Work to be completed |
Gather every line of the data below that contains the string "wooden", and copy each one out. Case counts, so match capital and lowercase letters exactly.

Information supplied |
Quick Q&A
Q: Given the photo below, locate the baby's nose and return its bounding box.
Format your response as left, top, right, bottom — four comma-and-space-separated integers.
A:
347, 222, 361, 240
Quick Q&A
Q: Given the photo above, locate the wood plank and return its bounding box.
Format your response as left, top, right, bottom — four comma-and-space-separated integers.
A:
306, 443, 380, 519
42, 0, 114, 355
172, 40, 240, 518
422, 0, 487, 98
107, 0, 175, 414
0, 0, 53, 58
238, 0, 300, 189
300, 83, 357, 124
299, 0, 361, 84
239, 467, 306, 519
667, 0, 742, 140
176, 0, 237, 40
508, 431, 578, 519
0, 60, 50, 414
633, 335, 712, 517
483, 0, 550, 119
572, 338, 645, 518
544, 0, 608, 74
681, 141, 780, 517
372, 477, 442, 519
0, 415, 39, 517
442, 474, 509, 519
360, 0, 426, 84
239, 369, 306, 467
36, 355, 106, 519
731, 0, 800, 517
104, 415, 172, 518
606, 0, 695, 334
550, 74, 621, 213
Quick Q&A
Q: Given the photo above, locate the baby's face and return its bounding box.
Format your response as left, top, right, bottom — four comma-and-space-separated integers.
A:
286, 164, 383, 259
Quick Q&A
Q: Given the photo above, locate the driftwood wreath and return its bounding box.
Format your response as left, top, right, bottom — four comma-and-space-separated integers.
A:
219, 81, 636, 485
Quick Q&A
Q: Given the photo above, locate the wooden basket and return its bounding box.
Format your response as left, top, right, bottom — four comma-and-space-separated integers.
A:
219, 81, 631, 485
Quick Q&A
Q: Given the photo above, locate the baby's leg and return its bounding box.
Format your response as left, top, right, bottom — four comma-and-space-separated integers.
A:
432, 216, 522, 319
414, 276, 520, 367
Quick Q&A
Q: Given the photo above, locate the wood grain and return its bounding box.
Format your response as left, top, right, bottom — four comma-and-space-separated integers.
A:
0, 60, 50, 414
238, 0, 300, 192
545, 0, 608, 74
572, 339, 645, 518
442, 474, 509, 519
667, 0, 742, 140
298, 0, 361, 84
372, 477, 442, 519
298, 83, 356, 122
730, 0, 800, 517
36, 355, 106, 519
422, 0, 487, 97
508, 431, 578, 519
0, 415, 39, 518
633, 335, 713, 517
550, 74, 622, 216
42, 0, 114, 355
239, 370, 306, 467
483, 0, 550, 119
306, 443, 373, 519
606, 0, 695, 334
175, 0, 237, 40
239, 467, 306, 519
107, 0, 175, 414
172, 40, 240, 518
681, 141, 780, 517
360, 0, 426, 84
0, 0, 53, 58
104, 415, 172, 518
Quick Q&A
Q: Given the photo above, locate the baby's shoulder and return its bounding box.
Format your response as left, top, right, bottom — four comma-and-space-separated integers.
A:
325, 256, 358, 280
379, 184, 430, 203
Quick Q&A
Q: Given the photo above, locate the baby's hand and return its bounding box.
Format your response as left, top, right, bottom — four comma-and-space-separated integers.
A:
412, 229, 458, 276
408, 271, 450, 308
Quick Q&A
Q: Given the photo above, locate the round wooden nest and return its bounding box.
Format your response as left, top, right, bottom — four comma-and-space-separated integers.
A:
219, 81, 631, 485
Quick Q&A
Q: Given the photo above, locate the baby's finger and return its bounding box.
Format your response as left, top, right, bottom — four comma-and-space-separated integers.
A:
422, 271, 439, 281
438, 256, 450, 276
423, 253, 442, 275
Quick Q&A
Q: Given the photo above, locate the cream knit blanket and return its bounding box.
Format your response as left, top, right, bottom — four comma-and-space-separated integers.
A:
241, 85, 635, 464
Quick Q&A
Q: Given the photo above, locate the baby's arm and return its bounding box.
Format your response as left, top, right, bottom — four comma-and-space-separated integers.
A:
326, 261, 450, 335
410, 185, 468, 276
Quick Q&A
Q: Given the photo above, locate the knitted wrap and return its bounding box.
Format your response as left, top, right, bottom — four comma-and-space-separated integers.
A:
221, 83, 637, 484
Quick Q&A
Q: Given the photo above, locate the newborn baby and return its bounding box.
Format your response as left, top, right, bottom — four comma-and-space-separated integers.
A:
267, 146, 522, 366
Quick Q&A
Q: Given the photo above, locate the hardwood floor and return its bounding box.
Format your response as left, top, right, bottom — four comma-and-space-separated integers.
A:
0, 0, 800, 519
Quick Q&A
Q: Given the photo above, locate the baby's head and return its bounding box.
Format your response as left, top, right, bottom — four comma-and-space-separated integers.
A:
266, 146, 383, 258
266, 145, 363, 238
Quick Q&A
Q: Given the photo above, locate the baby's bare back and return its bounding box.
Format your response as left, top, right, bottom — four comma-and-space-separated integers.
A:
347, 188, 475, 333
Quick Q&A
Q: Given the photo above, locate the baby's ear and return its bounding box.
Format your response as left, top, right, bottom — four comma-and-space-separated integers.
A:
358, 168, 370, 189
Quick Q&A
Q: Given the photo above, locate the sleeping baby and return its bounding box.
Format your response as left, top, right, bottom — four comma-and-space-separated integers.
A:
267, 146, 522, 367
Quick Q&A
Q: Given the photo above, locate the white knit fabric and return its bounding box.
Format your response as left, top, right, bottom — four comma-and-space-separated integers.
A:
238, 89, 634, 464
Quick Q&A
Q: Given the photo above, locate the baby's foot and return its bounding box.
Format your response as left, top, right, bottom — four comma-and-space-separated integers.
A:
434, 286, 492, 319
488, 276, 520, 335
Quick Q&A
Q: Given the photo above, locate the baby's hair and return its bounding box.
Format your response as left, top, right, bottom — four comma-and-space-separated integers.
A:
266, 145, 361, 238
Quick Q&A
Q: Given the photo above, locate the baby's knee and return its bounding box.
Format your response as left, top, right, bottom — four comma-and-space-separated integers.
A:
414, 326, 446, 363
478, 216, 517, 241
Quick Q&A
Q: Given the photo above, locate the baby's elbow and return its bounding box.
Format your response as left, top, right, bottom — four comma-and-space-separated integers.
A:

Output of the exercise |
Q: Given the photo above, locate the wooden basket and return its bounding box.
Q: Given the photo above, locate the round wooden nest and return its bounding box.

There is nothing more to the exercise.